▶ [Stored rows]

============================================================

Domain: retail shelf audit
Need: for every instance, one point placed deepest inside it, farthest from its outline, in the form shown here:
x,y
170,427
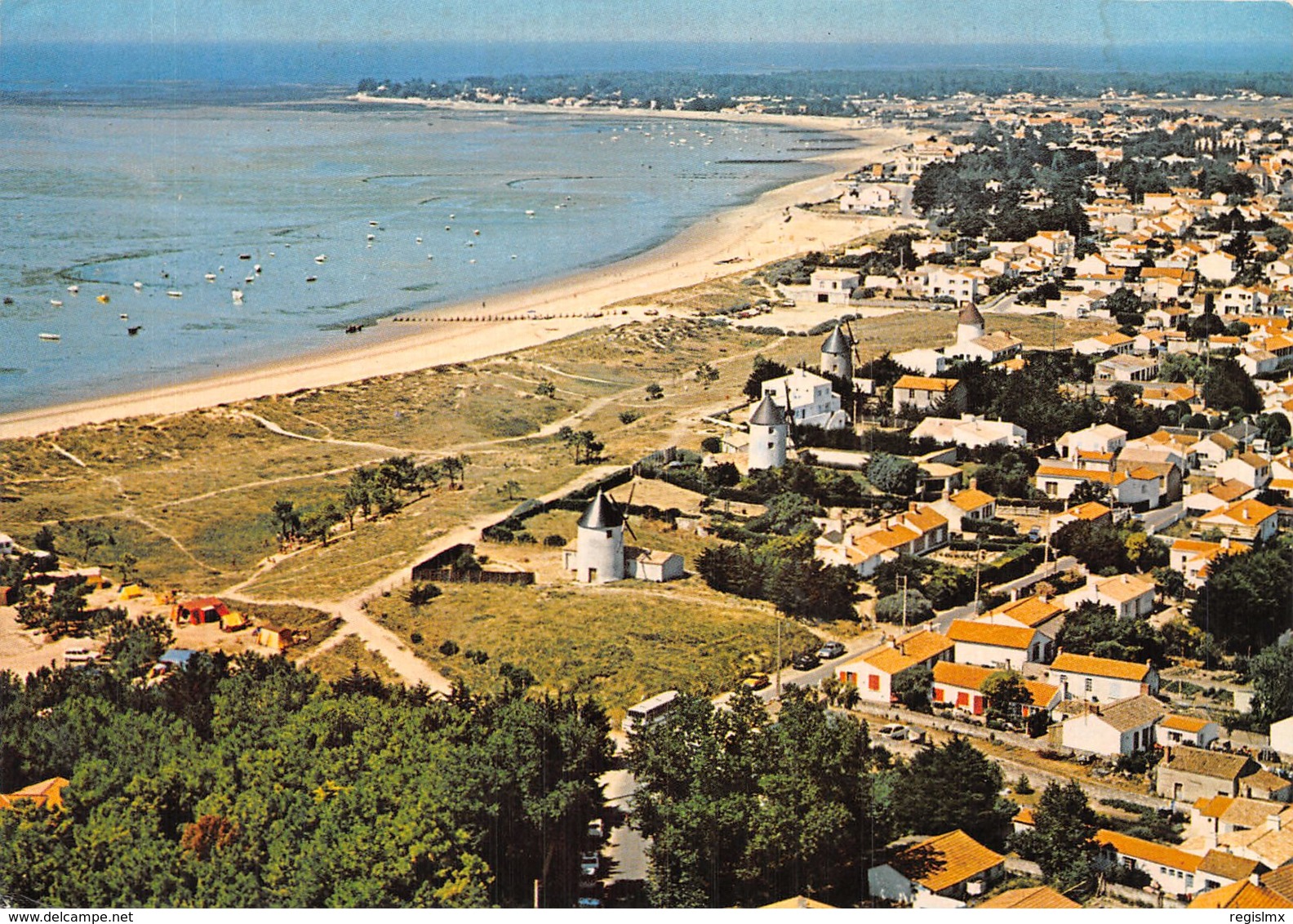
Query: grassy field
x,y
620,642
351,653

============================================================

▶ [Stated goal] Please write out all the lines of the items again, requests included, but multiply every point coordinate in the answers by 2.2 and round each result to a whole number, with halves rounded up. Keep every other number unchanged and leave the pictures out.

▶ [Answer in full]
Domain: retail shelf audit
Need: for every instance, one point placed deepest inside it, farthest from its outline, in the form shown here:
x,y
170,427
Query: grassy field
x,y
1364,1412
772,1437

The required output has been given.